[Data records]
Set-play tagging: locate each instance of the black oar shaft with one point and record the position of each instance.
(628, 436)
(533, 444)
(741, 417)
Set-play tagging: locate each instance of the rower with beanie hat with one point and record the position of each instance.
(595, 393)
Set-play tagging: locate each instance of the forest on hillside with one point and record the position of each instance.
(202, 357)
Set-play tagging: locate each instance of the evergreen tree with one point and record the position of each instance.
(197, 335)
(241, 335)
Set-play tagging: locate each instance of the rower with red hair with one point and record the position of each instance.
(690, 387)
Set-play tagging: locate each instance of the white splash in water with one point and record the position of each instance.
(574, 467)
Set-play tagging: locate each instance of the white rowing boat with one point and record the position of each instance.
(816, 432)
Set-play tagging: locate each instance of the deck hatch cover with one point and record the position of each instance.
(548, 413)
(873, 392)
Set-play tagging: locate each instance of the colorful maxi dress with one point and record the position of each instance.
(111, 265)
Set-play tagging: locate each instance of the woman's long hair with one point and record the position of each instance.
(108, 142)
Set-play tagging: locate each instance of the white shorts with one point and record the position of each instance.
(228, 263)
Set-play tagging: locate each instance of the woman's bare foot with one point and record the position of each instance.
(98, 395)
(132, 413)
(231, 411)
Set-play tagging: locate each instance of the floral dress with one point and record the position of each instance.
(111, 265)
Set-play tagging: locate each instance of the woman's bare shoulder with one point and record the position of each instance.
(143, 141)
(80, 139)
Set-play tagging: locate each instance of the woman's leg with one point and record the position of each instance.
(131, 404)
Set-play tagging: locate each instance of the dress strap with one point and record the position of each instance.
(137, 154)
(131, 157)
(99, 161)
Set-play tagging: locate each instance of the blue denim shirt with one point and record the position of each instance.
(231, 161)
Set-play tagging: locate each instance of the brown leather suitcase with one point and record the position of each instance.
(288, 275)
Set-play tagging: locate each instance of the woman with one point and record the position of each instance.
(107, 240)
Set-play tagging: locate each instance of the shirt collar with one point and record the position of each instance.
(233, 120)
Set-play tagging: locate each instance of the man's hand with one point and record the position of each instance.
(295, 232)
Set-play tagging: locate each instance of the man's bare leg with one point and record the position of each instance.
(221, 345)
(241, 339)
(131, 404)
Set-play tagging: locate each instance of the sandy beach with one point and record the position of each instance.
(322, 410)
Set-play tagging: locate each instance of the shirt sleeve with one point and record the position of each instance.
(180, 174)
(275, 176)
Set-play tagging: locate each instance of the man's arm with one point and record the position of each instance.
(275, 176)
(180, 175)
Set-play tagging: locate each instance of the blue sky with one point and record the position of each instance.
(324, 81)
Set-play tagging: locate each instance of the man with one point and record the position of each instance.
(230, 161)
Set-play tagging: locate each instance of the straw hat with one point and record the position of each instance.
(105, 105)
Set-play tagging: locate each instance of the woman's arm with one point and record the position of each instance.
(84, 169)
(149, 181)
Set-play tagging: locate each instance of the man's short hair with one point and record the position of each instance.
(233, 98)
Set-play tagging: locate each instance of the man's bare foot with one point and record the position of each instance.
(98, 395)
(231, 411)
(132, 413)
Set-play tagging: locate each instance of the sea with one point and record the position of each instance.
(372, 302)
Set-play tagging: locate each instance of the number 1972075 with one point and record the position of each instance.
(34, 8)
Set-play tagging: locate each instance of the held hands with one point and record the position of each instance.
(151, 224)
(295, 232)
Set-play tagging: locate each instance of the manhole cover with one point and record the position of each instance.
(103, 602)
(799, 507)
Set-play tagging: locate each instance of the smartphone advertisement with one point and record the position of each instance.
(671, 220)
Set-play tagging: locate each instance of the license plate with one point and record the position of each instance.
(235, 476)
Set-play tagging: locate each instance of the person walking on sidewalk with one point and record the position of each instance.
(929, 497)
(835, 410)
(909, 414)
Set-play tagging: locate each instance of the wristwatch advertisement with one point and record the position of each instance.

Exercise requirements
The answer should be the entries, given again without a single difference.

Output below
Set-play tagging: locate each instance of the black oar shaft with one point and record the position of each instance.
(628, 436)
(533, 444)
(741, 417)
Set-play tagging: locate each instance of the rower with beanie hat with one point and record the position of each instance.
(595, 393)
Set-play tagging: locate each instance of the forest on hillside with one point and record the position of each instance.
(202, 357)
Set-play tagging: locate each instance of the evergreen tree with one point and record the position of each instance.
(197, 335)
(241, 335)
Set-play tagging: locate each instance of the rower with red hair with one point and record the position of each instance.
(690, 387)
Set-play tagging: locate each instance of the white splash in water with one point and record the position of each instance.
(574, 467)
Set-play tagging: locate each instance of the white rowing boat with one point and record the position of each instance.
(816, 432)
Set-play tagging: locate each instance of the deck hatch cover with one point and record the position of each instance.
(548, 413)
(873, 392)
Set-play tagging: locate each instance of the colorful maxi dress with one point and record the position of each instance.
(111, 265)
Set-play tagging: locate each instance of the woman's long hair with one point and record the position of each instance.
(108, 142)
Set-play tagging: locate each instance of the white shorts with one point and record the position of each instance.
(228, 263)
Set-play tagging: locate each instance of the woman's bare foot with one point and record the position of each instance.
(98, 395)
(132, 413)
(231, 411)
Set-play tagging: locate each instance of the floral dress with one point and record the position of each instance.
(111, 265)
Set-play tagging: locate each instance of the woman's bare shoulder with one point and record the position of each instance.
(143, 141)
(80, 139)
Set-play tagging: locate each instance of the woman's leg with one point and record the position of each instance.
(131, 404)
Set-play tagging: locate each instance of the dress strap with one point and record the position of each instance.
(137, 154)
(131, 157)
(99, 161)
Set-play tagging: locate each instance of the blue denim shirt with one point and record the position of each instance.
(231, 161)
Set-play tagging: locate each instance of the brown leather suitcase with one point and record the position of each instance.
(288, 275)
Set-play tagging: locate each instance of the woman with one point and record the position of each instance.
(107, 240)
Set-play tagging: locate each instance of the shirt collar with one point and record the position of each instance.
(233, 120)
Set-play tagging: locate each instance of the man's hand with one point and record the position of each instance.
(295, 232)
Set-play tagging: locate each instance of the man's bare leg with one point and record the position of each instance.
(221, 345)
(241, 339)
(131, 404)
Set-play tagging: locate each instance of the sandy beach with one point and record the position of each instance.
(322, 410)
Set-play tagging: locate each instance of the shirt sleeve with one point and record the position of each instance.
(180, 174)
(275, 176)
Set-play tagging: locate each instance of the man's arm with one point and record the position of each instance.
(275, 176)
(180, 175)
Set-play tagging: locate each instance of the blue sky with one point and record the position of each instance.
(324, 81)
Set-play tagging: locate each instance of the man with one point and record the position of each instance.
(230, 161)
Set-play tagging: locate each instance of the straw hat with one point and record the position of each instance.
(105, 105)
Set-play tagging: locate each instance of the woman's arm with one point and record the position of each instance.
(84, 169)
(149, 181)
Set-play tagging: locate each instance of the man's short hair with one point and record the position of each instance.
(233, 98)
Set-play tagging: locate each instance of the man's bare foot with one point and record the position of each instance.
(98, 395)
(231, 411)
(132, 413)
Set-play tagging: locate each instance of the sea with one point and record the position of each instance.
(372, 302)
Set-play tagging: locate each instance of the number 1972075 with one point and record the position of each instance.
(34, 8)
Set-play tagging: locate each instance of the held hands with one point and record the position of each instance.
(151, 224)
(295, 232)
Set-play tagging: locate each instance of the manhole cover with one point and record the position of each instance.
(103, 602)
(799, 507)
Set-play tagging: locate each instance of the smartphone advertisement with one point and record the position of each instance.
(671, 220)
Set-play tagging: locate each instance of the license plate with one point and record the position of each instance.
(235, 476)
Set-play tagging: locate each instance of the person walking on sidewalk with one point and record the position of each instance.
(929, 497)
(835, 410)
(909, 414)
Set-play tagging: locate each instance of the wristwatch advertisement with one point and record the position of each instance.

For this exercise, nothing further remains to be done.